-- Data supplied follows --

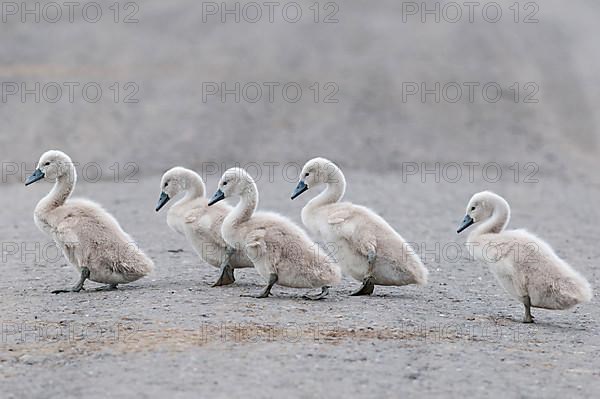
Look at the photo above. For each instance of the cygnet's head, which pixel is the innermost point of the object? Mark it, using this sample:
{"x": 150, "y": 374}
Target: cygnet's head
{"x": 235, "y": 182}
{"x": 481, "y": 207}
{"x": 316, "y": 172}
{"x": 173, "y": 182}
{"x": 52, "y": 165}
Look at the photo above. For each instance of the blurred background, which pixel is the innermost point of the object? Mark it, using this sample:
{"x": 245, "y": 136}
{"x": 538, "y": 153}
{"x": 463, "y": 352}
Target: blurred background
{"x": 421, "y": 103}
{"x": 357, "y": 65}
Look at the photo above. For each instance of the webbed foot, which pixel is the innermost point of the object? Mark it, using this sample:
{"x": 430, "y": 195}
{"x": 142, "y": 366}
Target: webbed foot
{"x": 85, "y": 274}
{"x": 108, "y": 287}
{"x": 323, "y": 294}
{"x": 267, "y": 290}
{"x": 367, "y": 287}
{"x": 227, "y": 276}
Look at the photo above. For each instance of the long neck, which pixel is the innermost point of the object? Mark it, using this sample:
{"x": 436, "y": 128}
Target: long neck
{"x": 194, "y": 188}
{"x": 246, "y": 207}
{"x": 63, "y": 187}
{"x": 336, "y": 186}
{"x": 496, "y": 223}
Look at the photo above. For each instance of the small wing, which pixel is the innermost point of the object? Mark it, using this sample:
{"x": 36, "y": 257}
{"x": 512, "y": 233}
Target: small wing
{"x": 339, "y": 216}
{"x": 66, "y": 236}
{"x": 352, "y": 229}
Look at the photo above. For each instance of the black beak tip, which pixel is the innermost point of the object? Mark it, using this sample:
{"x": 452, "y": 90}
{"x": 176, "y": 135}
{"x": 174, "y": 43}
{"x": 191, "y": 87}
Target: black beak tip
{"x": 164, "y": 198}
{"x": 467, "y": 221}
{"x": 300, "y": 188}
{"x": 36, "y": 176}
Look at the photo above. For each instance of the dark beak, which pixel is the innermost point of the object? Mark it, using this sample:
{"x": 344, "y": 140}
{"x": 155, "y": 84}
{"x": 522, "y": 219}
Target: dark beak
{"x": 300, "y": 188}
{"x": 37, "y": 175}
{"x": 164, "y": 198}
{"x": 467, "y": 221}
{"x": 218, "y": 196}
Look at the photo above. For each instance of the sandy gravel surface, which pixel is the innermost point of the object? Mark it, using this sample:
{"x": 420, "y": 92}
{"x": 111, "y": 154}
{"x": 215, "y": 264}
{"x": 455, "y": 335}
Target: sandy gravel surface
{"x": 171, "y": 334}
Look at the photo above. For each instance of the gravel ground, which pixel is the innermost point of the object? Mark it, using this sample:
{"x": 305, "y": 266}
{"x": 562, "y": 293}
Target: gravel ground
{"x": 171, "y": 333}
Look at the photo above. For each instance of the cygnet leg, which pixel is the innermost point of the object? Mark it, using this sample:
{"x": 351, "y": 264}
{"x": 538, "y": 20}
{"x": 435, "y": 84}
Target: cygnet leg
{"x": 528, "y": 317}
{"x": 368, "y": 285}
{"x": 227, "y": 272}
{"x": 85, "y": 274}
{"x": 323, "y": 294}
{"x": 267, "y": 291}
{"x": 108, "y": 287}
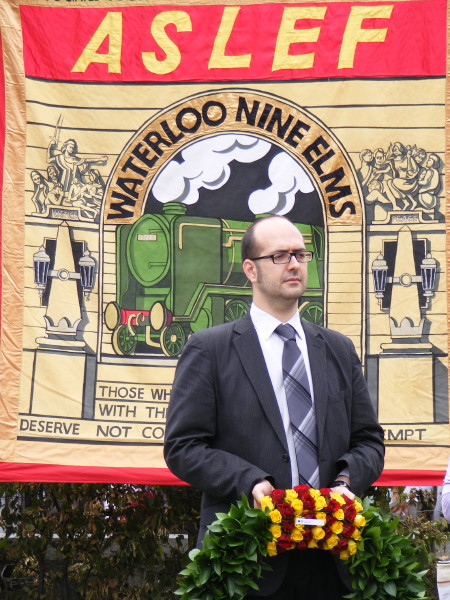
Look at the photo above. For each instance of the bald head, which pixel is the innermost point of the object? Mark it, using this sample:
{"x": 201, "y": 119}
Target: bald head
{"x": 250, "y": 244}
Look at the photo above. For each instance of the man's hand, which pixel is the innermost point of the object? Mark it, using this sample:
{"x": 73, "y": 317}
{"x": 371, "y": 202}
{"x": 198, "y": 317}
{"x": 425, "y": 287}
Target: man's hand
{"x": 263, "y": 488}
{"x": 340, "y": 489}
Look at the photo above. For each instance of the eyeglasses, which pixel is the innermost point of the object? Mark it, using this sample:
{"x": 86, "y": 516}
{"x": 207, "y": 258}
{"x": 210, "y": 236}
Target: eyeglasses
{"x": 282, "y": 258}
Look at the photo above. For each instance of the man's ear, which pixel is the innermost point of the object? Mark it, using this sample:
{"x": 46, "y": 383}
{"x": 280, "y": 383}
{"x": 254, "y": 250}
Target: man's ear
{"x": 249, "y": 269}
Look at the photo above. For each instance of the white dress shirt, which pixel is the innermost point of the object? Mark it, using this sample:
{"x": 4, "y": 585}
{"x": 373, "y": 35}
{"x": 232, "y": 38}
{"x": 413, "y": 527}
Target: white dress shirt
{"x": 272, "y": 347}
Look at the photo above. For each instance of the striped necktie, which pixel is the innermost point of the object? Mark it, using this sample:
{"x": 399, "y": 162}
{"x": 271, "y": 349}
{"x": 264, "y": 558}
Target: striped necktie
{"x": 301, "y": 409}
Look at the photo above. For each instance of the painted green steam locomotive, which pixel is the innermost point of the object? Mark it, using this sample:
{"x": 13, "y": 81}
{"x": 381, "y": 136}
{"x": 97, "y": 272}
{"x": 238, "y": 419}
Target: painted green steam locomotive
{"x": 177, "y": 274}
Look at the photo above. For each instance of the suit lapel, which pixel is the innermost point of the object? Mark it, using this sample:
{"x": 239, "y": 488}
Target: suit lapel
{"x": 318, "y": 364}
{"x": 249, "y": 351}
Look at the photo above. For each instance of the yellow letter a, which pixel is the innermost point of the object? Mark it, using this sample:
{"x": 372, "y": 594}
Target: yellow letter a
{"x": 110, "y": 26}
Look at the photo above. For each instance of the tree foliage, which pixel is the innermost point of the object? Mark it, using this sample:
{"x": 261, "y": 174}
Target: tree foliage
{"x": 71, "y": 541}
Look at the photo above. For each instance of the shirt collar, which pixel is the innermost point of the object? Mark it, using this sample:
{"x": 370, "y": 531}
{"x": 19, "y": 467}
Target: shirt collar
{"x": 266, "y": 323}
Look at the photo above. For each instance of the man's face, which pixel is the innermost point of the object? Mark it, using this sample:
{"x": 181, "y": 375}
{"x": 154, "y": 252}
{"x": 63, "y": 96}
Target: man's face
{"x": 271, "y": 282}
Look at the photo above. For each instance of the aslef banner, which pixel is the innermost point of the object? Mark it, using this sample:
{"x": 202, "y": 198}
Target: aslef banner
{"x": 140, "y": 140}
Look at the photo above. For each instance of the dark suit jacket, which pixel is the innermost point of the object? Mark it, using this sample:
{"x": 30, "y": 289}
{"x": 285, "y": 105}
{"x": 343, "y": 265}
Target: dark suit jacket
{"x": 224, "y": 431}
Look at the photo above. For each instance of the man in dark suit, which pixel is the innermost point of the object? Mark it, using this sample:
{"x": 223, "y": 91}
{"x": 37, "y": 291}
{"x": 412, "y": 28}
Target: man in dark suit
{"x": 228, "y": 427}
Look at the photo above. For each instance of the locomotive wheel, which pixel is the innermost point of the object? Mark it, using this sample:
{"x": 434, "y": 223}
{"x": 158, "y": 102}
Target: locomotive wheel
{"x": 123, "y": 343}
{"x": 312, "y": 312}
{"x": 235, "y": 309}
{"x": 112, "y": 315}
{"x": 173, "y": 339}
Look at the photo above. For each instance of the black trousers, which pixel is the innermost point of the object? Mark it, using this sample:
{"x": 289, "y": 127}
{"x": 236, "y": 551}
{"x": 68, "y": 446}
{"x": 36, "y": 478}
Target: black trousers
{"x": 311, "y": 575}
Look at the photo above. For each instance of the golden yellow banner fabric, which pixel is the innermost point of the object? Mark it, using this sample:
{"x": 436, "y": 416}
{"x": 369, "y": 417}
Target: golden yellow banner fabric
{"x": 139, "y": 144}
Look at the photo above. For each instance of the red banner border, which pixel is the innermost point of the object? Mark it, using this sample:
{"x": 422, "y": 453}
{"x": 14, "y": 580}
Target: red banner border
{"x": 34, "y": 472}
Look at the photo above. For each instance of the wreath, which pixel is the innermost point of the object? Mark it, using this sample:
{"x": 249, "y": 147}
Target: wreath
{"x": 381, "y": 563}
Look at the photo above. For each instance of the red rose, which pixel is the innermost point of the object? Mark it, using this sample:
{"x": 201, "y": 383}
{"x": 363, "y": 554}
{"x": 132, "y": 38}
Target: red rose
{"x": 287, "y": 526}
{"x": 301, "y": 489}
{"x": 348, "y": 530}
{"x": 286, "y": 510}
{"x": 330, "y": 520}
{"x": 342, "y": 545}
{"x": 277, "y": 495}
{"x": 332, "y": 506}
{"x": 308, "y": 502}
{"x": 349, "y": 512}
{"x": 285, "y": 542}
{"x": 307, "y": 535}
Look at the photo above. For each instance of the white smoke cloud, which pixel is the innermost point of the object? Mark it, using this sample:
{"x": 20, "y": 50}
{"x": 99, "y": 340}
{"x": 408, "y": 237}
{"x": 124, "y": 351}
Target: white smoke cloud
{"x": 287, "y": 177}
{"x": 206, "y": 164}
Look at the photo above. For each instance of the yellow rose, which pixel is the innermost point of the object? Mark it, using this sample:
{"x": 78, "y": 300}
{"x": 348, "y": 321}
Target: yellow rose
{"x": 337, "y": 497}
{"x": 359, "y": 521}
{"x": 290, "y": 495}
{"x": 271, "y": 548}
{"x": 266, "y": 502}
{"x": 275, "y": 516}
{"x": 337, "y": 527}
{"x": 339, "y": 515}
{"x": 320, "y": 503}
{"x": 297, "y": 534}
{"x": 318, "y": 532}
{"x": 352, "y": 547}
{"x": 297, "y": 505}
{"x": 331, "y": 542}
{"x": 275, "y": 530}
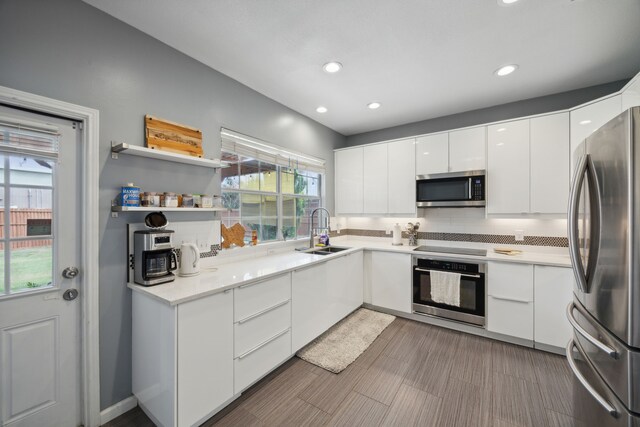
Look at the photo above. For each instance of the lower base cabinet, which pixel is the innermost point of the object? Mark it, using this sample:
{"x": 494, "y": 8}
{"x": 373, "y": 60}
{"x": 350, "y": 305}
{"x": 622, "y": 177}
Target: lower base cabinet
{"x": 182, "y": 366}
{"x": 553, "y": 292}
{"x": 310, "y": 300}
{"x": 389, "y": 279}
{"x": 510, "y": 299}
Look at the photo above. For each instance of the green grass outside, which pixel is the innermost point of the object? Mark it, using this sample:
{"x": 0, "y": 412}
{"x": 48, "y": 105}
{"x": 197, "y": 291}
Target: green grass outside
{"x": 30, "y": 268}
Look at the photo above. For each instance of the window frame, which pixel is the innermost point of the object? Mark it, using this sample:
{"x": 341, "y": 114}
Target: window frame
{"x": 278, "y": 194}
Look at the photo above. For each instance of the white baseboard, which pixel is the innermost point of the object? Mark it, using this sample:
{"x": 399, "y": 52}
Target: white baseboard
{"x": 118, "y": 409}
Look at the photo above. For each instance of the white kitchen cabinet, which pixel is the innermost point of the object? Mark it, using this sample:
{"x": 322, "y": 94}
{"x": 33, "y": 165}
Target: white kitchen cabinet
{"x": 553, "y": 287}
{"x": 631, "y": 94}
{"x": 375, "y": 179}
{"x": 402, "y": 177}
{"x": 338, "y": 288}
{"x": 182, "y": 365}
{"x": 585, "y": 120}
{"x": 310, "y": 301}
{"x": 349, "y": 170}
{"x": 467, "y": 149}
{"x": 432, "y": 154}
{"x": 508, "y": 168}
{"x": 344, "y": 285}
{"x": 549, "y": 163}
{"x": 354, "y": 280}
{"x": 510, "y": 299}
{"x": 205, "y": 374}
{"x": 390, "y": 278}
{"x": 262, "y": 328}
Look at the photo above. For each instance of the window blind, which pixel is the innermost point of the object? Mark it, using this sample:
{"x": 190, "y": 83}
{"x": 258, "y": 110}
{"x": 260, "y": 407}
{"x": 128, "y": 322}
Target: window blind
{"x": 28, "y": 138}
{"x": 248, "y": 146}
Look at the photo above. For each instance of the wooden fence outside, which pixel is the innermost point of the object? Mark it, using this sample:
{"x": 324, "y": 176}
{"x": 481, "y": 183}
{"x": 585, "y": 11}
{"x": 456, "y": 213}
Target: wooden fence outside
{"x": 19, "y": 226}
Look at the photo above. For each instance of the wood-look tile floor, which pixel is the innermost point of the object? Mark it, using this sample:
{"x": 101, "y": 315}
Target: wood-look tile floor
{"x": 412, "y": 375}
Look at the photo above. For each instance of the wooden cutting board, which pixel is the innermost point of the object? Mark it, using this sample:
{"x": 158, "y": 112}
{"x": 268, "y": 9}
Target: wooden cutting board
{"x": 507, "y": 251}
{"x": 232, "y": 235}
{"x": 174, "y": 137}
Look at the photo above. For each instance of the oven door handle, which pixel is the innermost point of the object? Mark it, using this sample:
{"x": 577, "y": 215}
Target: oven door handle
{"x": 477, "y": 276}
{"x": 593, "y": 340}
{"x": 572, "y": 364}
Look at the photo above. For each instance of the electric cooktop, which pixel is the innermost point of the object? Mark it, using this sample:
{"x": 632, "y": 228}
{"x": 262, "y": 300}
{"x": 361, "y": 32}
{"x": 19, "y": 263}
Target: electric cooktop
{"x": 449, "y": 250}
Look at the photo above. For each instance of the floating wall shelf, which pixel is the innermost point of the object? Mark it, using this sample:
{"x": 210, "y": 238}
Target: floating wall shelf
{"x": 134, "y": 150}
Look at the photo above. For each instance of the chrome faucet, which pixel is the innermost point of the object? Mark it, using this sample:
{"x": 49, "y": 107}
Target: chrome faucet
{"x": 311, "y": 224}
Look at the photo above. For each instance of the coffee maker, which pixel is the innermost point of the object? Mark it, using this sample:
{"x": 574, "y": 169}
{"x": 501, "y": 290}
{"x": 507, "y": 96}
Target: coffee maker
{"x": 154, "y": 257}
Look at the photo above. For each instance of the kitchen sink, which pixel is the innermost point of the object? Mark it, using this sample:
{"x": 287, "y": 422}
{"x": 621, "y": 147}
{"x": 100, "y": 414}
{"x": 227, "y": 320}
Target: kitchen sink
{"x": 328, "y": 250}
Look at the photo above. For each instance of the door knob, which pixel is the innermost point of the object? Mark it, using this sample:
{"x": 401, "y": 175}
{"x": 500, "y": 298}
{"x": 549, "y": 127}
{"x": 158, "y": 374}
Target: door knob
{"x": 70, "y": 272}
{"x": 70, "y": 294}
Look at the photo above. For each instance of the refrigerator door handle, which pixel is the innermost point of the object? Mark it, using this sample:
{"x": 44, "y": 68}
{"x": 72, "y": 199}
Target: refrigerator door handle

-- Data supplied concluded --

» **Required action**
Scan the records above for the string "refrigerator", then select every line that holds it.

» **Task response**
Look at the photo above. For each instance of the refrigerator door handle, which pixel is the innermost point of the object? Mark it, using this sample:
Target: refrigerator door handle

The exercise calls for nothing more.